- Description of the task -
Put each line of the records below into a JSON list of strings, with one string per line and no entries for blank lines.
··········
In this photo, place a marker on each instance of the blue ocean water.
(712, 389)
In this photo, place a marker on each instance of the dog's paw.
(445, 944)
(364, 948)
··········
- Task result -
[
  "In this photo, place a marker on each instance of the blue ocean water.",
  "(712, 389)",
  "In this photo, place a marker on each instance of the dog's paw.",
  "(445, 944)",
  "(364, 948)"
]